#### RECORDS FOR THE EXERCISE ####

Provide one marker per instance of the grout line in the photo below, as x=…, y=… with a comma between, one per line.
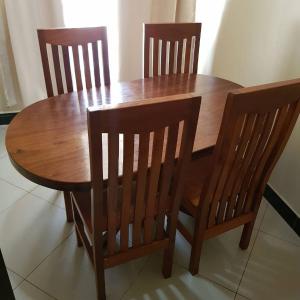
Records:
x=23, y=279
x=280, y=239
x=137, y=275
x=12, y=204
x=257, y=233
x=58, y=245
x=37, y=287
x=49, y=202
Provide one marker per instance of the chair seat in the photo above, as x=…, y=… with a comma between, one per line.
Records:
x=197, y=175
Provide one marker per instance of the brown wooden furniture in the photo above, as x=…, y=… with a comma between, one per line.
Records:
x=47, y=141
x=153, y=126
x=225, y=190
x=175, y=48
x=71, y=41
x=65, y=45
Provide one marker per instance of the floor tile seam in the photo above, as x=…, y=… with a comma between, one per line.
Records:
x=278, y=238
x=248, y=259
x=49, y=202
x=133, y=282
x=40, y=289
x=58, y=245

####

__AIM OF THE TASK__
Each line holding the word "comma" must be pulled from the records.

__WRITTEN RESPONSE__
Provide one marker per instance of the grout line in the photo below, as x=…, y=… with a comma between, one per line.
Provide one marker per instance of the chair seat in the photo above, as x=…, y=… with a comma between, one per line.
Provide one marker per instance of the brown wooden furniture in the photo above, as x=…, y=… with a comma between, one per line.
Provide one marker per instance of the floor tile seam in the photo above, as x=…, y=… with a comma between, one per line.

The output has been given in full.